Return the lines below exactly, starting with the line that contains "mirror in this photo." and stopping after the last line.
+---+
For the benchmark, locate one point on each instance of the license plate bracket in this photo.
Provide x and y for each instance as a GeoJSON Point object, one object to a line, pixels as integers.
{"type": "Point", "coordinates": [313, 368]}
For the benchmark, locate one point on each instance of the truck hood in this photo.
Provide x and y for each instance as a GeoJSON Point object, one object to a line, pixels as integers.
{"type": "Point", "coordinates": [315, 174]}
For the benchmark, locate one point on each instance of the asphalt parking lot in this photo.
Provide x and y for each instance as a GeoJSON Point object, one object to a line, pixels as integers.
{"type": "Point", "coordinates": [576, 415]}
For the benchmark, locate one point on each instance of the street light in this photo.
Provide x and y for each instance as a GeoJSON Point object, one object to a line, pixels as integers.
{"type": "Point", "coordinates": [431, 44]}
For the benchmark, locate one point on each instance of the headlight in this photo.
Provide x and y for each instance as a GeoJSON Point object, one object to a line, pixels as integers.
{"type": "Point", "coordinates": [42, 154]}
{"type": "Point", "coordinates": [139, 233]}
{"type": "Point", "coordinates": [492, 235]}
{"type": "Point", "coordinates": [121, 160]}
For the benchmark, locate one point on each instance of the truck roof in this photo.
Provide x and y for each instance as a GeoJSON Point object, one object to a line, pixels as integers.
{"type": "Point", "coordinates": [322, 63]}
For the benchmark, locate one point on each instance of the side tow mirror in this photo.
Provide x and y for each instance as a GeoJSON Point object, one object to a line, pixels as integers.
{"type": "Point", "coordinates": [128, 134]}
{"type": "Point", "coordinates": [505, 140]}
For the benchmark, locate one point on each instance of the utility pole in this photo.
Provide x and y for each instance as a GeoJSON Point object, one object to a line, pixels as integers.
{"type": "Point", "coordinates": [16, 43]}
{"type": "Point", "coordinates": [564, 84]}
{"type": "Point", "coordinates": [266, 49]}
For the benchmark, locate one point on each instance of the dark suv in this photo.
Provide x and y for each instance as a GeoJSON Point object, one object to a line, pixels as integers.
+---+
Answer to this exercise:
For the benchmark, locate one point on each instance of the side tow mirror in this photo.
Provide x and y for each instance as a GeoJSON Point object, one object to a line, pixels as integers.
{"type": "Point", "coordinates": [128, 134]}
{"type": "Point", "coordinates": [505, 140]}
For the benchmark, locate one point on each instance of the utility pole in this photo.
Provide x and y for each instance as a GeoJSON Point object, one object to a line, pixels as integers.
{"type": "Point", "coordinates": [16, 43]}
{"type": "Point", "coordinates": [564, 84]}
{"type": "Point", "coordinates": [266, 49]}
For the benchmark, locate one point on each instance of the dark suv in this photo.
Provide x and y for each instance as a GeoJSON Point object, one object to a line, pixels as integers.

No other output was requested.